Task material →
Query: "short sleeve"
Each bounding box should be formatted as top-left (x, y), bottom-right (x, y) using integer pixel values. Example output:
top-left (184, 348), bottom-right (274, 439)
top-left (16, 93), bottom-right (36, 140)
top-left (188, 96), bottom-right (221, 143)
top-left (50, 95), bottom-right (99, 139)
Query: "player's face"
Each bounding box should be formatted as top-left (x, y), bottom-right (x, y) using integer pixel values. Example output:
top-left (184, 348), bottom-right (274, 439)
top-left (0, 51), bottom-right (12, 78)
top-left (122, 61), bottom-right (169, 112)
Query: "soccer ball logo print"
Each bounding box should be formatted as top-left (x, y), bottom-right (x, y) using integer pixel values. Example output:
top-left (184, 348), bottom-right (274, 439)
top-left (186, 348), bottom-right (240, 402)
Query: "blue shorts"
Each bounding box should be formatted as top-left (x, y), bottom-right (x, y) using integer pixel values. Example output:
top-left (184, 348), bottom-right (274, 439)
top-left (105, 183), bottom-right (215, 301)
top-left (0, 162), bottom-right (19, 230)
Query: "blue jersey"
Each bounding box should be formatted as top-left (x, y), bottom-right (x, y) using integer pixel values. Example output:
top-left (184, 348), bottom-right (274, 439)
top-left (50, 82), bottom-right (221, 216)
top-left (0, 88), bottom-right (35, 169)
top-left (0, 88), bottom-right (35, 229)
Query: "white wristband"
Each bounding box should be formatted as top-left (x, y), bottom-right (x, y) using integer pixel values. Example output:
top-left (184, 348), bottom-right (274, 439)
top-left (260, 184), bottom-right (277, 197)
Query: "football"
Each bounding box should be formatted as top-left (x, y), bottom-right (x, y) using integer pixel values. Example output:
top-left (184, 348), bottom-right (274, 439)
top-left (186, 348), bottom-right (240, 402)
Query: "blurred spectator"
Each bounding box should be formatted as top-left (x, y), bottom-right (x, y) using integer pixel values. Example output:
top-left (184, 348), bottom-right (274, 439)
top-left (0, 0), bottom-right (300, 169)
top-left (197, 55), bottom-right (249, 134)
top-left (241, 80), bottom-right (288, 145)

Instructions to follow →
Return all of the rows above verbatim, without changing a single character.

Answer for this exercise →
Query: "short sleeve"
Each bounding box should be formatted as top-left (x, y), bottom-right (x, y) using integer pixel values. Example output:
top-left (184, 348), bottom-right (274, 439)
top-left (16, 93), bottom-right (36, 140)
top-left (188, 96), bottom-right (221, 143)
top-left (50, 95), bottom-right (99, 139)
Query: "player's face"
Each bounding box should be formatted as top-left (x, y), bottom-right (x, y) using integer pixel values. Example output:
top-left (184, 348), bottom-right (274, 439)
top-left (0, 51), bottom-right (12, 78)
top-left (122, 61), bottom-right (169, 112)
Query: "soccer ball logo print"
Each bounding box should be formatted as top-left (x, y), bottom-right (x, y) using integer pixel values. Example output:
top-left (184, 348), bottom-right (274, 439)
top-left (186, 348), bottom-right (240, 402)
Query: "blue shorts"
Each bounding box should be formatted as top-left (x, y), bottom-right (x, y) using integer pixel values. Example output:
top-left (184, 348), bottom-right (274, 439)
top-left (105, 183), bottom-right (215, 301)
top-left (0, 162), bottom-right (19, 230)
Query: "blue jersey"
Each bounding box should be formatted as top-left (x, y), bottom-right (x, y) using integer pixel values. Example output:
top-left (184, 348), bottom-right (274, 439)
top-left (50, 82), bottom-right (221, 216)
top-left (0, 88), bottom-right (35, 169)
top-left (0, 88), bottom-right (35, 229)
Query: "white wristband"
Each bounding box should be formatted as top-left (x, y), bottom-right (x, y) using integer pixel values. Example output:
top-left (184, 348), bottom-right (274, 439)
top-left (260, 184), bottom-right (277, 197)
Query: "football"
Each bounding box should be formatted as top-left (x, y), bottom-right (x, y) using integer pixel values. Example output:
top-left (184, 348), bottom-right (274, 439)
top-left (186, 348), bottom-right (240, 402)
Query: "blurred spectator"
Each bounding box should be formatted as top-left (x, y), bottom-right (x, y) using integer pixel values. Example output:
top-left (184, 348), bottom-right (274, 439)
top-left (0, 0), bottom-right (300, 169)
top-left (197, 55), bottom-right (249, 134)
top-left (241, 80), bottom-right (288, 145)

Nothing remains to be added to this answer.